- _PROVIDED TEXT_:
---

Hacker News new | ask | show | jobs
by PaulHoule 1979 days ago
I like mmap and I don't.

It is incompatible with non-blocking I/O since your process will be stopped if it tries to access part of the file that is not mapped -- this isnt a syscall blocking (which you might work around) but rather any attempt to access mapped memory.

I like mmap for tasks like seeking into ZIP files, where you can look at the back 1% of the file, then locate and extract one of the subfiles; the trouble there is that the really fun case is to do this over the network with http (say to solve Python dependencies, to extract the metadata from wheel files) in which case this method doesnt work.

5 comments

mmap is great for rapid prototyping. For anything I/O-heavy, it's a mess. You have zero control over how large your I/Os are (you're very much at the mercy of heuristics that are optimized for loading executables), readahead is spotty at best (practical madvise implementation is a mess), async I/O doesn't exist, you can't interleave compression in the page cache, there's no way of handling errors (I/O error = SIGBUS/SIGSEGV), and write ordering is largely inaccessible. Also, you get issues such as page table overhead for very large files, and address space limitations for 32-bit systems.

In short, it's a solution that looks so enticing at first, but rapidly costs much more than it's worth. As systems grow more complex, they almost inevitably have to throw out mmap.

> It is incompatible with non-blocking I/O since your process will be stopped if it tries to access part of the file that is not mapped

Yeah, but the same problem occurs in normal memory when the OS has swapped out the page.

So perhaps non-blocking I/O (and cooperative multitasking) is the problem here.

> Yeah, but the same problem occurs in normal memory when the OS has swapped out the page.

I'd argue that swapping is an orthogonal problem which can be solved in a number of ways: disable swap at the OS level, mlock() in the application, maybe others.

mmap is really a bad API for IO — it hides synchronous IO and doesn't produce useful error statuses at access.

> So perhaps non-blocking I/O (and cooperative multitasking) is the problem here.

I'm not sure how non-blocking IO is "the problem." It's something Windows has had forever, and unix-y platforms have wanted for quite a long time. (Long history of poll, epoll, kqueue, aio, and now io_uring.)

> it hides synchronous IO and doesn't produce useful error statuses at access.

You can trap IO errors if necessary. E.g. you can raise signals just like segfaults generate signals.

---

- _SHORT EXERCISE A_: How would this sentence from the mmap thread read in Spanish: "In short, it's a solution that looks so enticing at first, but rapidly costs much more than it's worth."?
- _SHORT EXERCISE B_: Could you reproduce the mmap thread between "I'm not sure" and "segfaults generate signals.", inclusive, changing "Windows" to "VMS"?

---

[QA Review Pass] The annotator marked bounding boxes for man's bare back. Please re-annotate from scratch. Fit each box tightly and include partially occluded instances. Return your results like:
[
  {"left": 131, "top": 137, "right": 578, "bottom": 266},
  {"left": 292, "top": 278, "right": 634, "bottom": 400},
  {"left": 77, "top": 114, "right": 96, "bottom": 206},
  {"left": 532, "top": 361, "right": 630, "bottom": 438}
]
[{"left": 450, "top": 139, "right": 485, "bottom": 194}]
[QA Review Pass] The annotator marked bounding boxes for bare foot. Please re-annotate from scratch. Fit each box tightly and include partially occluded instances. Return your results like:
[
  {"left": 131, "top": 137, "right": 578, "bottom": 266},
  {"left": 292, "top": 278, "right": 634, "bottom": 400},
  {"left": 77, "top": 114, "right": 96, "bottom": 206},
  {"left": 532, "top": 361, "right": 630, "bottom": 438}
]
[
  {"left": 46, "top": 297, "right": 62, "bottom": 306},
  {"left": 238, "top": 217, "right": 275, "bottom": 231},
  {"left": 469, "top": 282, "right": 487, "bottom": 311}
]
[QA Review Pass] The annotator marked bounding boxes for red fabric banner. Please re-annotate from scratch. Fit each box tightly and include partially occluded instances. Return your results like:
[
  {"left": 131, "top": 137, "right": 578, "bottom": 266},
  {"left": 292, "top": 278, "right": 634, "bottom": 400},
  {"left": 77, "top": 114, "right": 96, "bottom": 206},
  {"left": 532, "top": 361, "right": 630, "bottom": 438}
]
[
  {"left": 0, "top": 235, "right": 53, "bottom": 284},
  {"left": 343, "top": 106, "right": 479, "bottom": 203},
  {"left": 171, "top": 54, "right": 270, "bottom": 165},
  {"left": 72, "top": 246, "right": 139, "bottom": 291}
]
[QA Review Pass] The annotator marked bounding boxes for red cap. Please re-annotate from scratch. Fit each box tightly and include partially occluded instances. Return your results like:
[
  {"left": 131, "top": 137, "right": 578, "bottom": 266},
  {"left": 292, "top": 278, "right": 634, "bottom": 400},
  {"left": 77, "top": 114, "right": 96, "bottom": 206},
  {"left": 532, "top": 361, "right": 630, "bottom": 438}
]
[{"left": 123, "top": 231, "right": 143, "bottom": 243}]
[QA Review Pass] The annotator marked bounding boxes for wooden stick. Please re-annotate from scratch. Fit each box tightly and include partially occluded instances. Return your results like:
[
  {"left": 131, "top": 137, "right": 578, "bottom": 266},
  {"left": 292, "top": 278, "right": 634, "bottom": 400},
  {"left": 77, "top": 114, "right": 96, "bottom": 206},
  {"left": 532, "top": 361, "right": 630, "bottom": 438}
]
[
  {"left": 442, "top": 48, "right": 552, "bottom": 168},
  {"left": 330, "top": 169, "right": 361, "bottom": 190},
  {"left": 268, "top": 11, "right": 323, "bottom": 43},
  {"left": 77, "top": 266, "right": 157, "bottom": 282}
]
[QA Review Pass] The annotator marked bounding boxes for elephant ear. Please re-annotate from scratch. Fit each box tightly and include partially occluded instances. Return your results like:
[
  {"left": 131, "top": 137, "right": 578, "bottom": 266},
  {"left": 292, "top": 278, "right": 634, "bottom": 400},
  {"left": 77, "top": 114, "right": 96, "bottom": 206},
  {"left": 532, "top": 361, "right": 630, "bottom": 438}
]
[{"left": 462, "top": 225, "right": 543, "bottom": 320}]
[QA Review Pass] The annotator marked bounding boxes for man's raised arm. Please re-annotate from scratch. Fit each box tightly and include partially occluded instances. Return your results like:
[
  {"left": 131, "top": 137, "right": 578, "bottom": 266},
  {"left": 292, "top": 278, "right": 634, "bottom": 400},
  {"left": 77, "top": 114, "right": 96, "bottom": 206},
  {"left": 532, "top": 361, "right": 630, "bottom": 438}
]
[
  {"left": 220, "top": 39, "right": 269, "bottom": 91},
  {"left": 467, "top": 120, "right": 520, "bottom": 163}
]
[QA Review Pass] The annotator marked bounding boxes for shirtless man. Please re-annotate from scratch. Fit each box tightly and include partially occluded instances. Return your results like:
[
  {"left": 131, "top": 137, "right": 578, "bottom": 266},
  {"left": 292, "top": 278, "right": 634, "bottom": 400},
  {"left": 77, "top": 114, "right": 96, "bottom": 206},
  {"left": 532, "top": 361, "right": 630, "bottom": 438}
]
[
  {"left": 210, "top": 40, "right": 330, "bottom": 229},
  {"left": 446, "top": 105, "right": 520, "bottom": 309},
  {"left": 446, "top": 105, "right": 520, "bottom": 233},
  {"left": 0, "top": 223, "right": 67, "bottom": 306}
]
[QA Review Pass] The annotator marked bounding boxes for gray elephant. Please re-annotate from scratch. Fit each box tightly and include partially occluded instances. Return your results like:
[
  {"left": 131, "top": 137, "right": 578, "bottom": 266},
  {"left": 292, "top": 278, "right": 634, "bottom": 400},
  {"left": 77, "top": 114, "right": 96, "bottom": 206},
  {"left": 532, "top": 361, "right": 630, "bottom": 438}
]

---

- _WORKED SOLUTION A_: En resumen, es una solución que parece muy atractiva al principio, pero rápidamente cuesta mucho más de lo que vale.

- _WORKED SOLUTION B_:
I'm not sure how non-blocking IO is "the problem." It's something VMS has had forever, and unix-y platforms have wanted for quite a long time. (Long history of poll, epoll, kqueue, aio, and now io_uring.)

> it hides synchronous IO and doesn't produce useful error statuses at access.

You can trap IO errors if necessary. E.g. you can raise signals just like segfaults generate signals.